** EXERCISE TASKS **
1. Decide whether each statement below agrees with the passage on the cardiomegaly study. Answer yes or no for each, and quote the words of the passage that decide it.
(a) The testing dataset contains 1069 cardiomegaly images.
(b) Each image is scaled down to 256 × 256 pixels.
(c) The test set is used to optimize the hyperparameters.
2. Answer these questions using the passage on the cardiomegaly study.
(a) How many cardiomegaly images are in the validation set?
(b) What do the authors estimate and use during model training because of the class imbalance?
(c) Into what range does the ConvNet converge much quicker than [0, 255]?
** Opening READING PASSAGE block **
In this study, we have used normal (healthy) images and cardiomegaly conditioned images. The cardiomegaly cases in this dataset are 2776 compared to the non-cardiomegaly (healthy) cases of 60,361. From this dataset14,21, the training (80%) and testing (20%) datasets are prepared with a patient-wise official split, which creates the training dataset of 52,207 images (1707 cardiomegaly and 50,500 normal images) and a testing dataset of 10,930 images (1069 cardiomegaly and 9861 normal images). Furthermore, we also create 10% validation set (or development set) from the training set which consists of 5221 images including 171 cardiomegaly and 5050 normal images. This validation dataset is used for hyper-parameter optimization and typically smaller than the size of test dataset. In our experiment, the primary picture is scaled down to 224 × 224 pixels for fast processing. We also conduct min–max normalization to decrease computational costs as the ConvNet converges on [0, 1] information much quicker than [0, 255].

The framework of the model is shown in Fig. 2a. As we have a significant class imbalance in the datasets between Cardiomegaly and Non-Cardiomegaly cases, we estimate the class weight and use it during the model training. We have taken the training part (training set and development set) for end-to-end training and learning algorithms to build the models. The development set has been used for the optimization of hyperparameter and for choosing the prevailing model. Finally, the test set has been used for the final evaluation of the models.
** Closing READING PASSAGE block **
** Opening DATA EXCERPTS block **
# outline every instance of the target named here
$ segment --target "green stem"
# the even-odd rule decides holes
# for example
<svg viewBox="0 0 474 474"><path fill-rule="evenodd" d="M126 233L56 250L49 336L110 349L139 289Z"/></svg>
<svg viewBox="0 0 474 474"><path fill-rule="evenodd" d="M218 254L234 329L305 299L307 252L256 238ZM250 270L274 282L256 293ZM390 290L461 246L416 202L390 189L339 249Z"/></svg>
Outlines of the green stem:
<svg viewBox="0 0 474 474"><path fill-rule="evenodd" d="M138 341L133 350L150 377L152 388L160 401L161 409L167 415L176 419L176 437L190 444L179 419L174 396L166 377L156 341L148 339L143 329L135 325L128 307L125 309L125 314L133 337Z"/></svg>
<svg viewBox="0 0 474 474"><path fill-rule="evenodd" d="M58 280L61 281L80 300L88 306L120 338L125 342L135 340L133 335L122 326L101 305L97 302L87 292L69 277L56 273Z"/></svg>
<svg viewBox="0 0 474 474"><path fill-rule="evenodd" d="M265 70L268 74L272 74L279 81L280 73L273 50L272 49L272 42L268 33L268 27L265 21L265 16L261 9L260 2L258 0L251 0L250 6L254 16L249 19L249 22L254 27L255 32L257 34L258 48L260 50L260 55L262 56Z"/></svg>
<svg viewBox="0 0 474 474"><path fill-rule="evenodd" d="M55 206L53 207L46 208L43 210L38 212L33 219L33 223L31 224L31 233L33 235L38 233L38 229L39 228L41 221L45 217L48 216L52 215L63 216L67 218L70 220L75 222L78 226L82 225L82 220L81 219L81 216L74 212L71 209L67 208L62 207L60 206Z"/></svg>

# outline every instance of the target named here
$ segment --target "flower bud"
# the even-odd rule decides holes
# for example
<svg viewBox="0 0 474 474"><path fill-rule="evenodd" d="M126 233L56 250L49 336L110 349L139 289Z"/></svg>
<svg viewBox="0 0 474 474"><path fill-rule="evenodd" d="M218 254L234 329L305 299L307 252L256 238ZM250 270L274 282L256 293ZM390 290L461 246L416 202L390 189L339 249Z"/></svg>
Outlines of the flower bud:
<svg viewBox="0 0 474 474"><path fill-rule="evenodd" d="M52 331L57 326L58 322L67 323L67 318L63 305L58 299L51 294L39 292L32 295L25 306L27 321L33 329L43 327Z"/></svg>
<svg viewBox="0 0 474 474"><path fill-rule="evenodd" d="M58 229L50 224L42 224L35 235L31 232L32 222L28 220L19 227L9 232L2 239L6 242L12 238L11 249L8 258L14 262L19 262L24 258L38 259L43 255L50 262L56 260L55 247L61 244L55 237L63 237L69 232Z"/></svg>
** Closing DATA EXCERPTS block **
** SOLUTION SET **
1.
(a) Yes: "a testing dataset of 10,930 images (1069 cardiomegaly and 9861 normal images)"
(b) No: "the primary picture is scaled down to 224 × 224 pixels for fast processing"
(c) No: "The development set has been used for the optimization of hyperparameter and for choosing the prevailing model."

2.
(a) 171
(b) The class weight
(c) [0, 1]